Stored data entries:
* * * * * * * * *

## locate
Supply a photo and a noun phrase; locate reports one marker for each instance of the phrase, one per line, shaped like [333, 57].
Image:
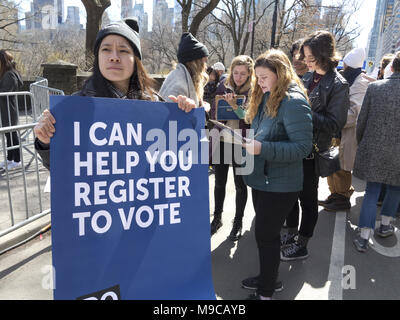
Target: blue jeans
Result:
[368, 208]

* * * * * * * * *

◆ **Work task**
Only the lines from the one with "Supply a photo" through the final line of the entries belong in the answer, set down exactly, with both ends included and no pictures.

◆ **Answer space**
Supply a photo and a noun phrase; locate reports one marker for each instance of the phrase, one per line, shaped like [333, 57].
Image:
Target: blue jeans
Result:
[368, 208]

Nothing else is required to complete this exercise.